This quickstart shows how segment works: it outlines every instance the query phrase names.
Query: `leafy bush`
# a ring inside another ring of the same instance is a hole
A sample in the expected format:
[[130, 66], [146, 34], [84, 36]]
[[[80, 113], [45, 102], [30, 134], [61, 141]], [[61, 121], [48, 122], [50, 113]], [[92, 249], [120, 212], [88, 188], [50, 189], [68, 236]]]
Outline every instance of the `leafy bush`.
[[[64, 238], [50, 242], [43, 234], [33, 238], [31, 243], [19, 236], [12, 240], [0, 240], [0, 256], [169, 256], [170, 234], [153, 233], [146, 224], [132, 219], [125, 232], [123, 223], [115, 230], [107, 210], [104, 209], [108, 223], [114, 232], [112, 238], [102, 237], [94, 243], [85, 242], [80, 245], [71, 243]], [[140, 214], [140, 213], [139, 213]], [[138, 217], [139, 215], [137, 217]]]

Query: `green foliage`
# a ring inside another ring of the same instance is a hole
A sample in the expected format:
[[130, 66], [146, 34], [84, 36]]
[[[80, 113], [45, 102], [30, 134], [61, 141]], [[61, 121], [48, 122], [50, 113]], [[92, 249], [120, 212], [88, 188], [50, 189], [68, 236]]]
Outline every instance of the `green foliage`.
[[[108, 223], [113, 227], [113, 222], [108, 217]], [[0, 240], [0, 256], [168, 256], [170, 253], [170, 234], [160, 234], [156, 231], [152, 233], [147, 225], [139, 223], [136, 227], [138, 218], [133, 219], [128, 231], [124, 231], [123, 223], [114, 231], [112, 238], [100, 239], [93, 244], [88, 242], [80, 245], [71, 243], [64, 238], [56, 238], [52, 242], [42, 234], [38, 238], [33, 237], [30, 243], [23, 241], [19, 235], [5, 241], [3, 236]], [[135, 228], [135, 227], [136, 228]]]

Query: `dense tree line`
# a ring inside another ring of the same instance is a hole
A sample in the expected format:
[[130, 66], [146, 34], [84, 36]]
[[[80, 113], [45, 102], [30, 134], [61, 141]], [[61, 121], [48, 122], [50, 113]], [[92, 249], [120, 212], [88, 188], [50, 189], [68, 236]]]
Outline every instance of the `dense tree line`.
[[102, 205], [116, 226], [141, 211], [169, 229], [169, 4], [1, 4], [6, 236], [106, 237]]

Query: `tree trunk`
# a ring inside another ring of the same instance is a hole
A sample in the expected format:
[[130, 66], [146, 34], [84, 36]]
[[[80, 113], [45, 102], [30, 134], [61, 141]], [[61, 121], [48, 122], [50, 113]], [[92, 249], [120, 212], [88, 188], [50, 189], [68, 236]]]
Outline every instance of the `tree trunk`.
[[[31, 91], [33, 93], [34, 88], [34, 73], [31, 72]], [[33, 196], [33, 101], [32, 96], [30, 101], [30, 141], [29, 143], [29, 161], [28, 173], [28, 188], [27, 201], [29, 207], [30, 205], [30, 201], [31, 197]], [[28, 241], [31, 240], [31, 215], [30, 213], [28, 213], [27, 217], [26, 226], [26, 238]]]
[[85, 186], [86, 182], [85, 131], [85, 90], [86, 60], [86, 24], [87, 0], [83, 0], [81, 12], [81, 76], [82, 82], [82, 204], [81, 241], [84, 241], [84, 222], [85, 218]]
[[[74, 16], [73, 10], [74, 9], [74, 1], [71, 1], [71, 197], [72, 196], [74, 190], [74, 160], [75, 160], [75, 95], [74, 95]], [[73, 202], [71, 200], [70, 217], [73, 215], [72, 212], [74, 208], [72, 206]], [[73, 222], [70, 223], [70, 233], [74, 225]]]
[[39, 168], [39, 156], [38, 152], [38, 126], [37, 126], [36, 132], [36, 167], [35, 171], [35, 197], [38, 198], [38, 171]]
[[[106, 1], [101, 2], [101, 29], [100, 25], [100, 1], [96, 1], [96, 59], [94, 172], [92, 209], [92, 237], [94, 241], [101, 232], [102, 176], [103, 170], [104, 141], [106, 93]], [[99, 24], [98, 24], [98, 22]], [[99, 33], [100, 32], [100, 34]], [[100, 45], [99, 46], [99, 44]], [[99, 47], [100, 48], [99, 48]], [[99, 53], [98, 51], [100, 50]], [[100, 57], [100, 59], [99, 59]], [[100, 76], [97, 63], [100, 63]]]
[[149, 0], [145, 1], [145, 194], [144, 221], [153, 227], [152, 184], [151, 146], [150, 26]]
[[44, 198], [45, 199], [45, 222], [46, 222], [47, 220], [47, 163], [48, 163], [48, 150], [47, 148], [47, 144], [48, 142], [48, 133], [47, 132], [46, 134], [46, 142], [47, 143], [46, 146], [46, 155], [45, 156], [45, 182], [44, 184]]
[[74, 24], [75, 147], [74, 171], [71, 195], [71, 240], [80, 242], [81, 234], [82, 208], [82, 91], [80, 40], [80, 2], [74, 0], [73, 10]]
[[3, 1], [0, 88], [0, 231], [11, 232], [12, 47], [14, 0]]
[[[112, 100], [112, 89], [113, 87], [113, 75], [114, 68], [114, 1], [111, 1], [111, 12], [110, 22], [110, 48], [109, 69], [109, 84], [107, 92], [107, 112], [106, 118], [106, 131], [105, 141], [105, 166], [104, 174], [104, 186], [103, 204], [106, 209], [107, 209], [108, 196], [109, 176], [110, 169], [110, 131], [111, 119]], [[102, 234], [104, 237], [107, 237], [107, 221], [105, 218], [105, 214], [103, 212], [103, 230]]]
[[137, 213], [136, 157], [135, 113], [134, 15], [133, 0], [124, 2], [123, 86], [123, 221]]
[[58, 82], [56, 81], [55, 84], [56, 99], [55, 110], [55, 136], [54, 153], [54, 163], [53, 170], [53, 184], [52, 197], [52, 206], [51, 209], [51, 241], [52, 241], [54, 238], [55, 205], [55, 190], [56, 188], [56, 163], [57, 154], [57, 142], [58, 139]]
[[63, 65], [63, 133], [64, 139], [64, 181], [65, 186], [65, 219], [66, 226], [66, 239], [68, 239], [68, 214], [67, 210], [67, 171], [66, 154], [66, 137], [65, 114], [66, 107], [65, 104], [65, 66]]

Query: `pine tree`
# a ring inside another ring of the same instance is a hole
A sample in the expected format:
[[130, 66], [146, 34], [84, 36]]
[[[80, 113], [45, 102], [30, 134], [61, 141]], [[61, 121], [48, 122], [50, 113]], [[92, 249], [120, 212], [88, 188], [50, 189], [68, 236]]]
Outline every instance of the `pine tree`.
+---+
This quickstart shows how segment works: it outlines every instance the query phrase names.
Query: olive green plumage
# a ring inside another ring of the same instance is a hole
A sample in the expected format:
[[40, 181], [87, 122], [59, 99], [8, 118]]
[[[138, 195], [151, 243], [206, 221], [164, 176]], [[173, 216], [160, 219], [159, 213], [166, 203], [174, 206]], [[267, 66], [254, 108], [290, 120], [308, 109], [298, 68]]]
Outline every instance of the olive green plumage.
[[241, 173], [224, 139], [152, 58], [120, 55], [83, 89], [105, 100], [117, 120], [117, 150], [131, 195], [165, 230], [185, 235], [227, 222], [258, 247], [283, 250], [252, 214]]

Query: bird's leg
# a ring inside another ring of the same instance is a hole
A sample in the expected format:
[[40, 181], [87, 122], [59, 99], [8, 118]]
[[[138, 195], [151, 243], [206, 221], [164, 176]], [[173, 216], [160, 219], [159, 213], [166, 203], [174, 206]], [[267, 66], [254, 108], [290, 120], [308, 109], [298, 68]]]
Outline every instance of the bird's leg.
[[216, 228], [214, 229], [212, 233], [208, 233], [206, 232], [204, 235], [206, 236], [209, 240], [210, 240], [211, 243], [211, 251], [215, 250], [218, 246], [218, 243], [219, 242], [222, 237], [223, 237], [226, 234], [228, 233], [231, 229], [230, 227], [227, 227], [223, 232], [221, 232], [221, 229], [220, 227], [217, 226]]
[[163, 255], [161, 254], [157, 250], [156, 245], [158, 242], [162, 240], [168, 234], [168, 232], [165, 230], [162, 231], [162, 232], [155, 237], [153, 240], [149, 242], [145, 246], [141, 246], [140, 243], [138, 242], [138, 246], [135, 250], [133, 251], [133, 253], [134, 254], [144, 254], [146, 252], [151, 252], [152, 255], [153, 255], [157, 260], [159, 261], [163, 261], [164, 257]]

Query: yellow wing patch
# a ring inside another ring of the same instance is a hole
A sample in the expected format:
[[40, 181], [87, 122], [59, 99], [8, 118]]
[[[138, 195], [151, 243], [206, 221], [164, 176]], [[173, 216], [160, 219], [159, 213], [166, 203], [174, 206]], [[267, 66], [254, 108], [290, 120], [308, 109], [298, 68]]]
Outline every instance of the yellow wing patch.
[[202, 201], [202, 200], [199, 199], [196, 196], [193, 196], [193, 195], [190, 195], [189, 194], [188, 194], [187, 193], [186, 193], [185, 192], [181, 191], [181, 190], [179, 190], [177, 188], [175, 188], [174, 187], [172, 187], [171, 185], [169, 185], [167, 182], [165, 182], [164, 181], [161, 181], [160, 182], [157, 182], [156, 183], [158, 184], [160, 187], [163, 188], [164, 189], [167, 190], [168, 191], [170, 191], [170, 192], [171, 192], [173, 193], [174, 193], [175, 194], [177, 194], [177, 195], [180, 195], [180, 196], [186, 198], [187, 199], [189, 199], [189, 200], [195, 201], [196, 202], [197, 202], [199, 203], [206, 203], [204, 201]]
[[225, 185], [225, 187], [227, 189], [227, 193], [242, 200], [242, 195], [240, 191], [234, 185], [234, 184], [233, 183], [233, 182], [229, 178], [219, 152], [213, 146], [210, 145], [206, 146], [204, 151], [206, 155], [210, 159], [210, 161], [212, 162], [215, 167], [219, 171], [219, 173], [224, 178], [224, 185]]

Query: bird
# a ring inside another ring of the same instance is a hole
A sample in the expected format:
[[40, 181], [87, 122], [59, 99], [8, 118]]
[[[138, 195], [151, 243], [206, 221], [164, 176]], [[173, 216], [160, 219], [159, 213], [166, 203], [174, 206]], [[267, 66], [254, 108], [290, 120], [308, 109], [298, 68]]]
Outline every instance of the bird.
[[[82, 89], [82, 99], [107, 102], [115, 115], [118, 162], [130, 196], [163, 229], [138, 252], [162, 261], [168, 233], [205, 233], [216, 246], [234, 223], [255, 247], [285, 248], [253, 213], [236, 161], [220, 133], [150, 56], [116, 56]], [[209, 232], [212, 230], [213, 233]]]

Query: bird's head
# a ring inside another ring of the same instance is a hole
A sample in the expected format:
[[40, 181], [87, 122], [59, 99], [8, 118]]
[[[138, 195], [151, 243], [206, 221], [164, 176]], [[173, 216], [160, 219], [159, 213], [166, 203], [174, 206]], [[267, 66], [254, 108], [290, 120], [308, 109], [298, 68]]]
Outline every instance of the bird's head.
+---+
▸ WHAT IS NEEDED
Reproduce the records above without any change, starting at the line that contains "Query: bird's leg" and ending at the line that contains "261], [164, 257]]", with both of those lines included.

▸ WRITTEN ANSWER
Query: bird's leg
# a ring inside another ring of the same instance is a hole
A sample in the expected format:
[[40, 181], [87, 122], [59, 99], [8, 118]]
[[[138, 195], [151, 243], [206, 221], [164, 176]], [[173, 216], [160, 219], [159, 213], [166, 203], [174, 206]], [[267, 66], [254, 108], [290, 120], [308, 109], [298, 68]]]
Outline every instance of the bird's leg.
[[216, 228], [214, 229], [212, 233], [208, 233], [206, 232], [204, 235], [206, 236], [209, 240], [210, 240], [211, 243], [211, 251], [215, 250], [218, 246], [218, 243], [219, 242], [222, 237], [223, 237], [226, 234], [228, 233], [231, 229], [230, 227], [227, 227], [223, 232], [221, 232], [221, 229], [220, 227], [217, 226]]
[[163, 255], [161, 254], [157, 250], [156, 245], [158, 242], [162, 240], [168, 234], [168, 232], [165, 230], [162, 231], [162, 232], [155, 237], [153, 240], [149, 242], [145, 246], [141, 246], [140, 243], [138, 242], [138, 246], [135, 250], [133, 251], [133, 253], [134, 254], [144, 254], [146, 252], [151, 252], [152, 255], [153, 255], [157, 260], [159, 261], [163, 261], [164, 257]]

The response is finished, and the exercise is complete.